National Assembly Majority Leader Aden Duale challenged the electoral body to disclose details of foreigners seconded to the commission for clarity on the roles they will play in next year’s polls/MUTHONI NJUKI

NAIROBI, Kenya, Dec 18 – The Jubilee Coalition has petitioned the Justice and Legal Affairs Committee of National Assembly demanding the Independent Electoral and Boundaries Commission (IEBC) to furnish Parliament with comprehensive details on donor funding by Tuesday next week.

Speaking during a press conference on Sunday at the Tuko Pamoja Towers in Pangani, National Assembly Majority Leader Aden Duale challenged the electoral body to disclose details of foreigners seconded to the commission for clarity on the roles they will play in next year’s polls.

“IEBC must provide to Kenyans, all the resources they have received from the donor communities and foreign governments, and the name and the particulars of people seconded to the commission by these organizations,” Duale said flanked by Jubilee legislators.

According to Duale, the ruling coalition had written to the IEBC Chief Executive Ezra Chiloba demanding for the commission to come clean on the involvement of a foreigner by the name Michael Yard in the commission’s work, who Duale said is part of a plot by CORD to rig the next election in favour of Raila Odinga.

“I attended a meeting by the IEBC on technology and Michael Yard was present in that meeting,” he said. “Now we can confirm that he (Yard) purports to be a Canadian but he is an American and he is part of the grand scheme to rig the election in favour of Raila Odinga because he (Raila) believes he cannot get the numbers and he wants to use foreign mercenaries so that he can become a puppet president.”

Records supplied:
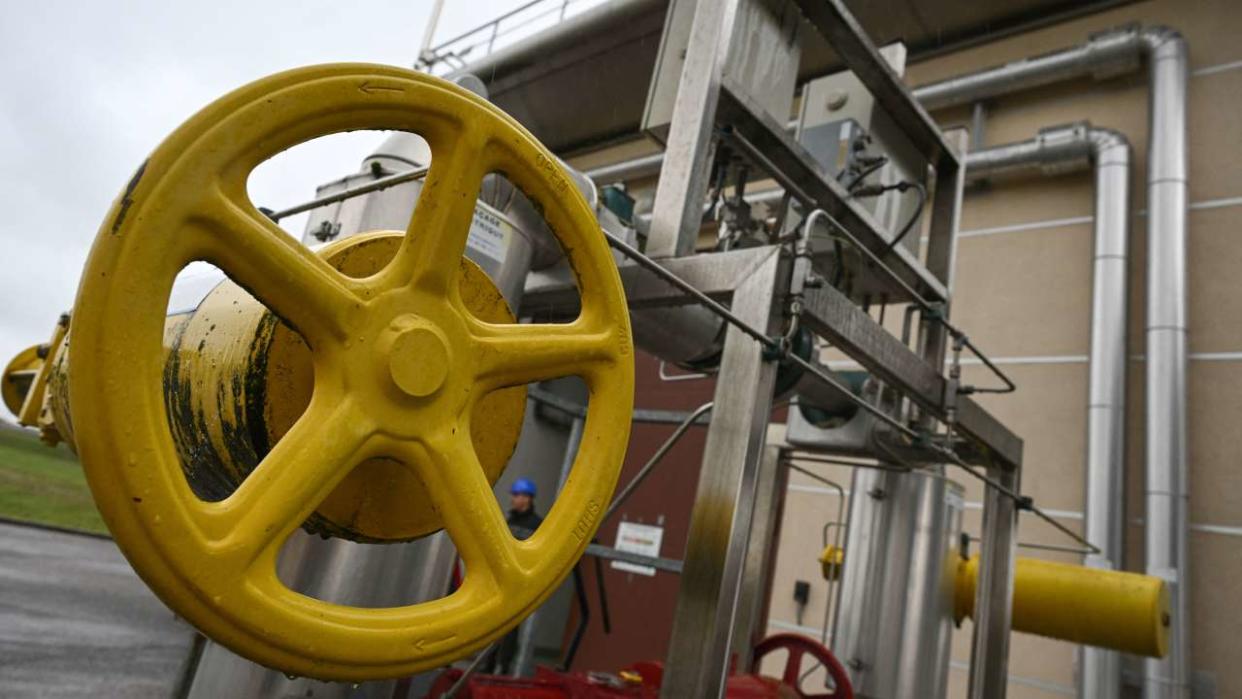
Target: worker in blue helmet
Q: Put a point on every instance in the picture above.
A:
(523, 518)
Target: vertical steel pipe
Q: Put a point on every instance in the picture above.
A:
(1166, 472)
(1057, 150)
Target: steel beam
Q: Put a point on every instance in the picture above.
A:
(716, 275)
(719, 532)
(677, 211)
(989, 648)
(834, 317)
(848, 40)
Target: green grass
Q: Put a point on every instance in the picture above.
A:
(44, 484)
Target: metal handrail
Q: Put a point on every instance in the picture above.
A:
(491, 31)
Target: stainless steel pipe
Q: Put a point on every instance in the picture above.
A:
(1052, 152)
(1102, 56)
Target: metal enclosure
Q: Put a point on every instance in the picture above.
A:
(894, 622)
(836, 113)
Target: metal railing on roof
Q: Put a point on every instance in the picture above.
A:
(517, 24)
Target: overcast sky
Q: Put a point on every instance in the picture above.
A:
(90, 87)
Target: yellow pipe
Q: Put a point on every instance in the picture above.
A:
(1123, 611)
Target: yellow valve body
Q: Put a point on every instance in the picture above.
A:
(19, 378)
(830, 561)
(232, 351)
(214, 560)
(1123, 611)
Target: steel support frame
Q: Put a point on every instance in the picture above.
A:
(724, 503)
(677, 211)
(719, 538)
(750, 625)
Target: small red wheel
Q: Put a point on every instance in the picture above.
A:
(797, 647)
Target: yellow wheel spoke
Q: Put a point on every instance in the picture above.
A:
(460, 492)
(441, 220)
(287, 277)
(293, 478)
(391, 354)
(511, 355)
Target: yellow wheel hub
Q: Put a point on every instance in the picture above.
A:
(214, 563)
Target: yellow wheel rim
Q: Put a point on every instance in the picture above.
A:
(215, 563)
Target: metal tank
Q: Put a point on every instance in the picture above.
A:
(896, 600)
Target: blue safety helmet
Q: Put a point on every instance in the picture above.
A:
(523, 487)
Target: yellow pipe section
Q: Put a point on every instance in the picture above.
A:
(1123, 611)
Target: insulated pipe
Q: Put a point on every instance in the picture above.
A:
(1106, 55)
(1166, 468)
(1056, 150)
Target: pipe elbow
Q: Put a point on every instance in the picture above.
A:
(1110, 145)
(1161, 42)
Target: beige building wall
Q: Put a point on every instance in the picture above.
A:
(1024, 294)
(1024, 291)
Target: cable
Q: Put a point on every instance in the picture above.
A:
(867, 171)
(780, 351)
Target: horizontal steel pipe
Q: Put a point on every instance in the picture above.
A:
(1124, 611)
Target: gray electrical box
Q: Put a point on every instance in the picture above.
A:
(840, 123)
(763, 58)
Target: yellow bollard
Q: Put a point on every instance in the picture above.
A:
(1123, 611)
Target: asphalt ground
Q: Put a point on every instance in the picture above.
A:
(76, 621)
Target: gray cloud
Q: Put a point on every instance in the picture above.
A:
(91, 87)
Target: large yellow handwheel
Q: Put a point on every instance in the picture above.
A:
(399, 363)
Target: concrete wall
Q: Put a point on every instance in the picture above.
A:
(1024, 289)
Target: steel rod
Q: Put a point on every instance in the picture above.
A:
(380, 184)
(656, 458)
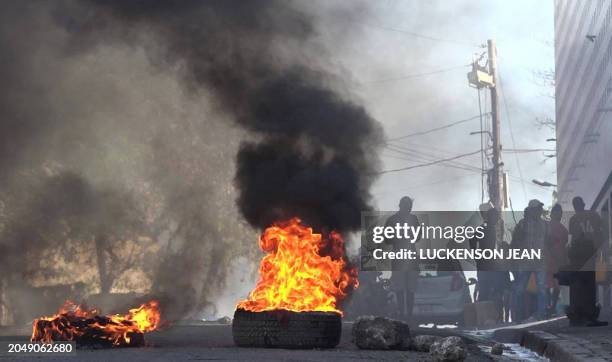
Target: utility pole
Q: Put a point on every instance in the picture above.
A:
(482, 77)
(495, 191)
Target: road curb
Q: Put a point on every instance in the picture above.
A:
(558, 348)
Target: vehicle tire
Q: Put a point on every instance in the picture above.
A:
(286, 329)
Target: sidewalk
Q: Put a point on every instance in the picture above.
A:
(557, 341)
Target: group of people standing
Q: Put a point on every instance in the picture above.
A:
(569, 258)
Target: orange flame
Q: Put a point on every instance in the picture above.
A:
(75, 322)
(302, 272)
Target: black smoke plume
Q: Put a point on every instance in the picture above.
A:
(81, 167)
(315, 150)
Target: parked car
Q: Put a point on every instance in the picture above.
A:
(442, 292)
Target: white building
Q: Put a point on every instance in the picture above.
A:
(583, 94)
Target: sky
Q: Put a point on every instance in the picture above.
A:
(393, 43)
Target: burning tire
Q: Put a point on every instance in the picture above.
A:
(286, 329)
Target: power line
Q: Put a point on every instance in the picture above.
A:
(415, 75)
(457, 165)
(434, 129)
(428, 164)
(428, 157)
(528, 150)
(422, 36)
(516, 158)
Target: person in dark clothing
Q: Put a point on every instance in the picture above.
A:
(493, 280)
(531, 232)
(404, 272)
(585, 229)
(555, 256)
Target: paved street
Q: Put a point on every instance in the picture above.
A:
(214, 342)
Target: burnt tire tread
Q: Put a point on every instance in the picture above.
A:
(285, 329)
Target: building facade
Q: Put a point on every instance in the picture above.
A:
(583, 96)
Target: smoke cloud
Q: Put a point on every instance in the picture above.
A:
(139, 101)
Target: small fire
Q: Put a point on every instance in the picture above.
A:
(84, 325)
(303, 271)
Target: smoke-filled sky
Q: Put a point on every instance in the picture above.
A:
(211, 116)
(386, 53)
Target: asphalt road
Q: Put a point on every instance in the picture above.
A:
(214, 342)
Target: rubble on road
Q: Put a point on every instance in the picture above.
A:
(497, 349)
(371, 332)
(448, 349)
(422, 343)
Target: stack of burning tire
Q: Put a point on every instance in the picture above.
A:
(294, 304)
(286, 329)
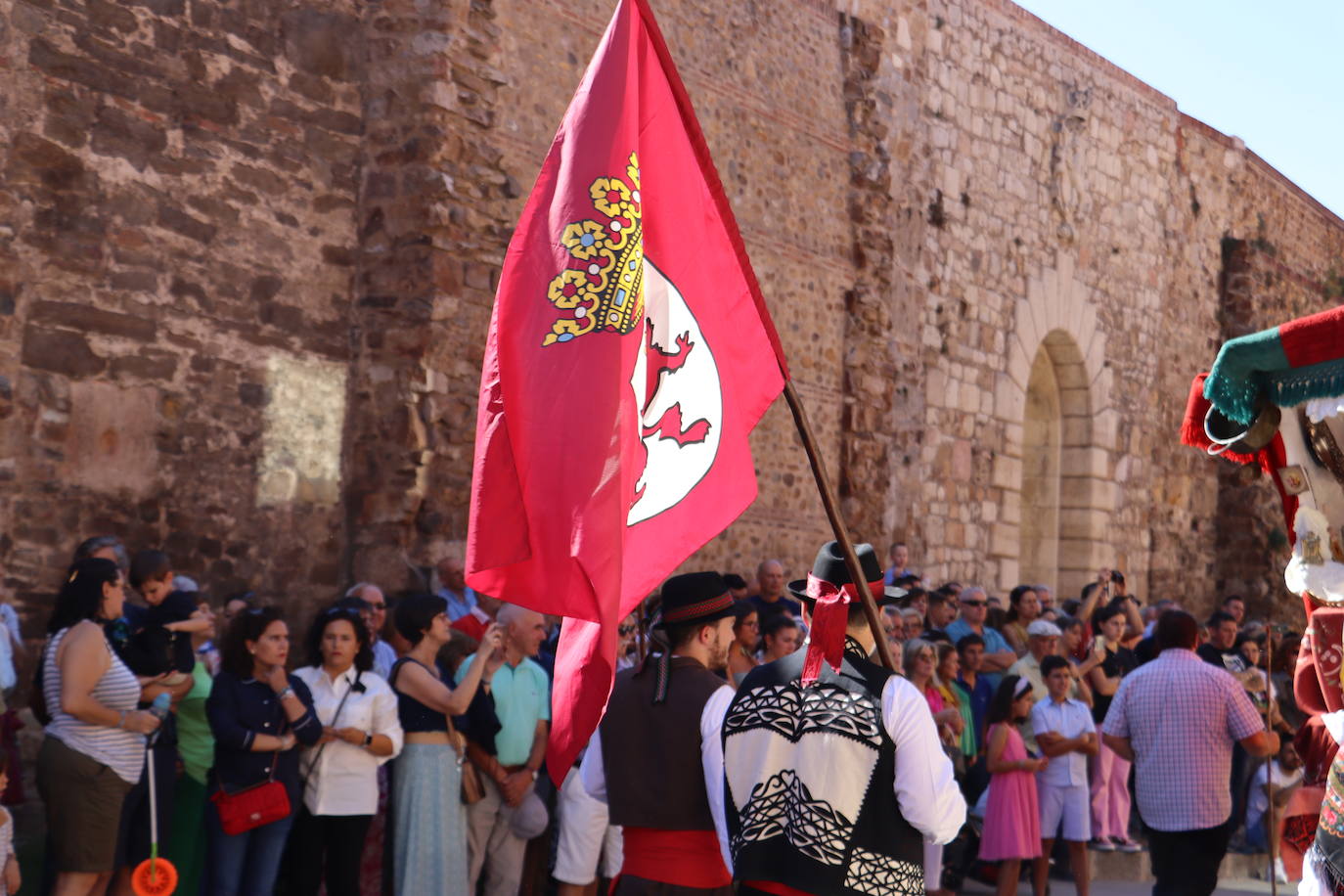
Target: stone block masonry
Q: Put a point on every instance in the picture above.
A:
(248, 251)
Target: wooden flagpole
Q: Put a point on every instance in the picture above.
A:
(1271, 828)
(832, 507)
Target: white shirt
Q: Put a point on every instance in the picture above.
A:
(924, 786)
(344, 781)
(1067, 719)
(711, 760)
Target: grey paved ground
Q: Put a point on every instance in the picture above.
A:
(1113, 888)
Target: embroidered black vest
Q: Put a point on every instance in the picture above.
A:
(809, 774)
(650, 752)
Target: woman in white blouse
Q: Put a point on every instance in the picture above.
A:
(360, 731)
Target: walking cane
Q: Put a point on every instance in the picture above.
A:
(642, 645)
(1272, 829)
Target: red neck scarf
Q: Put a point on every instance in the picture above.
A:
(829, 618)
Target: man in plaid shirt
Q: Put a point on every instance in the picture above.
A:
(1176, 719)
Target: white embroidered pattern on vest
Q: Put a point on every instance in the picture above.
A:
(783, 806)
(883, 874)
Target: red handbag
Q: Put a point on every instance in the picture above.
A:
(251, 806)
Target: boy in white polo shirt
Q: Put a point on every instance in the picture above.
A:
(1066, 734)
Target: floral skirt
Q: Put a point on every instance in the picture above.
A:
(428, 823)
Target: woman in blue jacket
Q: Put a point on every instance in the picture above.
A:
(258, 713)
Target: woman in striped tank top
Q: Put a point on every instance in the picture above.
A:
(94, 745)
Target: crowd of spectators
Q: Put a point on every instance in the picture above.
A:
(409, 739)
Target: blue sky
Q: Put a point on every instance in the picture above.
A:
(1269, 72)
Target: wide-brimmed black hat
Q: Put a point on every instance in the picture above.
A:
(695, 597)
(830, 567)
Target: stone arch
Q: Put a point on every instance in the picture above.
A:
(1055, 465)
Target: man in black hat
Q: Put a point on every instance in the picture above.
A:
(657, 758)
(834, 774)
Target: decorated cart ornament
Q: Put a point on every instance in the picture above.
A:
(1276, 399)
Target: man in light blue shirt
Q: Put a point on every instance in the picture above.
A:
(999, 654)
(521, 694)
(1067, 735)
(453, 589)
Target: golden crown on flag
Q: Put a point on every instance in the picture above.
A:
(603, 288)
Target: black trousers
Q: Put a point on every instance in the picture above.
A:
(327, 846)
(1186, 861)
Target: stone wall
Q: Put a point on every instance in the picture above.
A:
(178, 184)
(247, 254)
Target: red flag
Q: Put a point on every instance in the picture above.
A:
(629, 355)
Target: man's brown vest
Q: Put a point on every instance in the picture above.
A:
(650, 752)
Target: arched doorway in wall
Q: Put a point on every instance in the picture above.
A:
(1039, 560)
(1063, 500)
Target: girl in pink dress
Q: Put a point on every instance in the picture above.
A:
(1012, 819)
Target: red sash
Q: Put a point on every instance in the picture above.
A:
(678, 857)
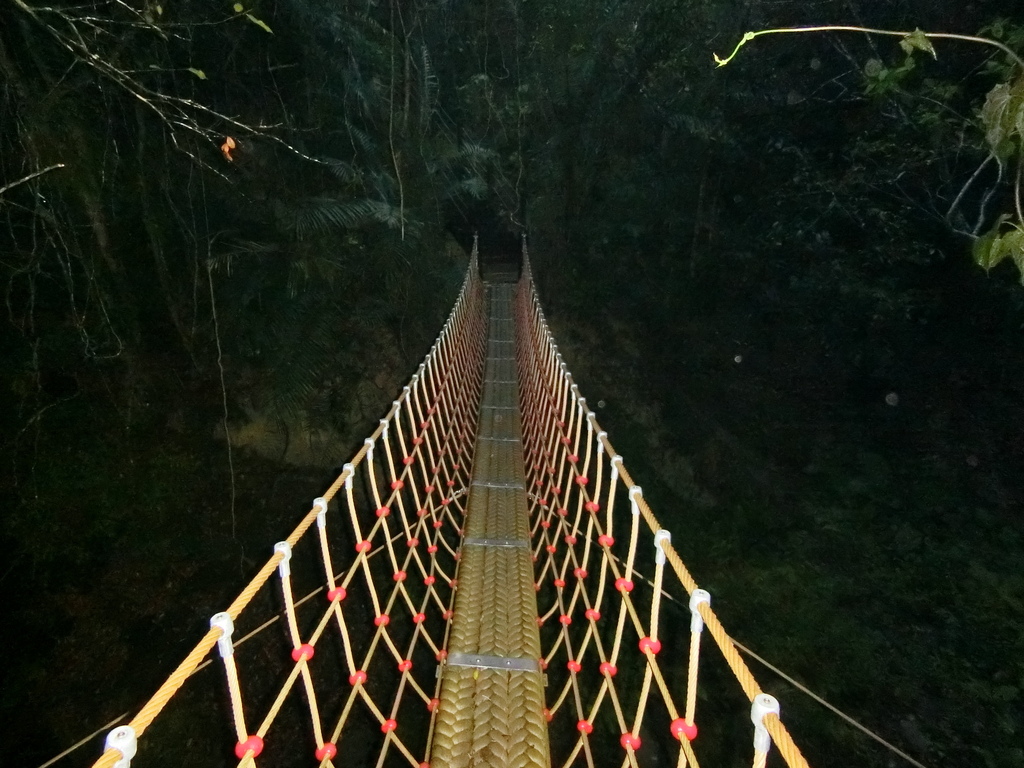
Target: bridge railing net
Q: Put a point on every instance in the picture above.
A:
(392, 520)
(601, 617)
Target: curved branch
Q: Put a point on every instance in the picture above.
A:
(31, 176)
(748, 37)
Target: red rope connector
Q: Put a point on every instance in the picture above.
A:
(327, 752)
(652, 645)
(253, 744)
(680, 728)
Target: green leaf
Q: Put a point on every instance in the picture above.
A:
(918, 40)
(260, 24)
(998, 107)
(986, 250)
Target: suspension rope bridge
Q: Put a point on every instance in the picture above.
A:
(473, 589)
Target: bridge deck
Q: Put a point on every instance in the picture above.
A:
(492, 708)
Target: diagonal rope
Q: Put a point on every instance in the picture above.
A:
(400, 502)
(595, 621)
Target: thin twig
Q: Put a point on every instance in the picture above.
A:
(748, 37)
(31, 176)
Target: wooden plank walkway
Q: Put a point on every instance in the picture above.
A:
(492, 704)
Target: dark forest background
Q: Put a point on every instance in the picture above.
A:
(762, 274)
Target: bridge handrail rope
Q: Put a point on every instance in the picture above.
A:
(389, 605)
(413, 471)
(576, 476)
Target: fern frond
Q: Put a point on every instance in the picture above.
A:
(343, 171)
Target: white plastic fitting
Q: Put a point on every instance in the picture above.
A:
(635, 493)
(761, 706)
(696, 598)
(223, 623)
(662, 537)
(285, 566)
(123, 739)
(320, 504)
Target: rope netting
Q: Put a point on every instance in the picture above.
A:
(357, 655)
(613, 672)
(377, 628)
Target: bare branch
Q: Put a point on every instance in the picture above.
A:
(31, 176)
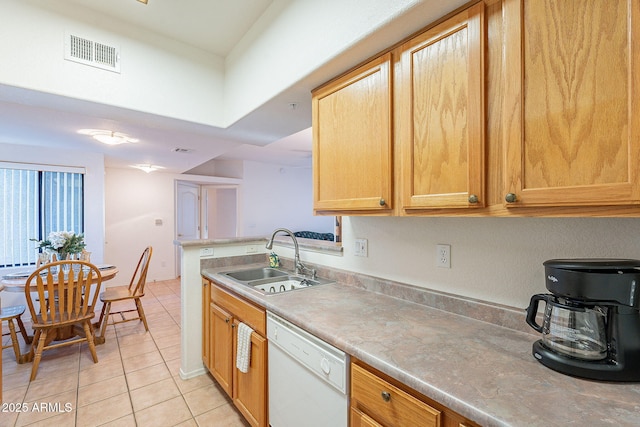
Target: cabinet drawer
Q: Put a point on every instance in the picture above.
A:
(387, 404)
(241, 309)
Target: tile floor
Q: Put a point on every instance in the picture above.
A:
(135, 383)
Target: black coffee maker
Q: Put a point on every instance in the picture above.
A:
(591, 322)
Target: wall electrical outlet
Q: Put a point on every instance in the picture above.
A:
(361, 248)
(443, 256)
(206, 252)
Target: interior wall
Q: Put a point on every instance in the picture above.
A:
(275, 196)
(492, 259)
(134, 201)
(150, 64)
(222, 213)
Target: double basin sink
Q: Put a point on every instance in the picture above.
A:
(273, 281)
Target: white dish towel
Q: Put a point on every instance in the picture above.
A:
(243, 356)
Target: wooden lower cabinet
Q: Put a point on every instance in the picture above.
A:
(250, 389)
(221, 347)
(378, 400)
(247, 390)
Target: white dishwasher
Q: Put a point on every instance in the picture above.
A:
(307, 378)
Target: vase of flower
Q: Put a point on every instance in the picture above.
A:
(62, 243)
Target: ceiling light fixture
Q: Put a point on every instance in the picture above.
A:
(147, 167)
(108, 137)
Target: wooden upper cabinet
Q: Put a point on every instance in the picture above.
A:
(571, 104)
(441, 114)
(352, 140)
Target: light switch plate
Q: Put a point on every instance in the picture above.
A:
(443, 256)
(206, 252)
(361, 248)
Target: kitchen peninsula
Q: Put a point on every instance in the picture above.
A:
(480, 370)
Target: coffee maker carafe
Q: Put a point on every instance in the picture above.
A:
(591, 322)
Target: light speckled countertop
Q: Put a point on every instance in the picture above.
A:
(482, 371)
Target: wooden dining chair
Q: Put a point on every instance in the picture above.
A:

Written exercise 1:
Answer these questions from the news report about the electoral commission:
(a) Where was the Sunday press conference held?
(b) To whom did the ruling coalition write about the commission?
(c) What nationality does Duale say Michael Yard claims?
Written exercise 2: Shift every point in the listing by adding 124 to each of its coordinates. Write out all the lines of the listing between the one holding "Target: wooden flagpole" and the one holding "(1186, 861)", inclusive, requests included, and give only those lines.
The listing is unrelated to the news report about the electoral commission.

Exercise output 1:
(a) At the Tuko Pamoja Towers in Pangani.
(b) To IEBC Chief Executive Ezra Chiloba.
(c) Canadian.

Exercise output 2:
Target: wooden flagpole
Q: Put a point on every instance in the picture above.
A:
(1395, 952)
(956, 631)
Target: white shirt
Q: Put a point on every instance in the picture above.
A:
(1048, 910)
(468, 905)
(1191, 843)
(835, 884)
Target: grey paved ground
Q: Put a point on every instance in the picture above.
A:
(1237, 1012)
Target: embroidered black vest
Q: Put a point on every instance in the picture above.
A:
(933, 898)
(774, 876)
Target: woman in white blouse
Q: Put a point on every instance in the picture above.
A:
(484, 855)
Target: walking cane
Q: Put a point on every instance in the picture above.
A:
(766, 769)
(1396, 953)
Target: red neck scarf
Q: Put a point on every instance in the picture above.
A:
(953, 742)
Target: man in plaid shirt
Q: Put a point on every instance in the picture above.
A:
(1300, 843)
Target: white embroidered pattern on vest
Q: Put a point on every instance in the picture above.
A:
(907, 930)
(1007, 998)
Target: red handbag
Q: Put a point on every instance in the picture above.
A:
(375, 930)
Target: boy in white polo shirt
Q: Put a point on every instance in the picture above.
A:
(1190, 858)
Target: floral skirt
Q: Put a point on every instance in the picture above.
A:
(552, 947)
Target: woman in blue jacket
Q: Put a point on every instance in the picture above.
A:
(382, 837)
Target: woman in striped tank top
Q: Put a point on every instance in the picture above.
A:
(218, 869)
Target: crowd of spectators
Q: Put a point on every instance in the picture above.
A:
(533, 863)
Target: blue sky
Q: Put a point on every instance in the picture above.
A:
(1393, 196)
Target: wide-brimmed black hat
Q: Put a point on every instance in the picture above.
A:
(819, 721)
(954, 691)
Target: stone arch
Q: Put a point on every instance in the picture above.
A:
(1179, 589)
Target: man in black hat
Q: Put a point on every instance in the picture above.
A:
(781, 882)
(958, 898)
Target: decorated cart ornament
Q: Put a point on every instance in the picture above.
A:
(1400, 523)
Target: man in light blue shirt
Q: Put a point on every instance in the picture above.
A:
(1123, 778)
(645, 818)
(1191, 859)
(577, 713)
Target: golden crown on flag
Q: Put a point on every instance in the picture above.
A:
(727, 412)
Target: black trousers
Q: Put a point on every instance in the picture above.
A:
(451, 970)
(1310, 985)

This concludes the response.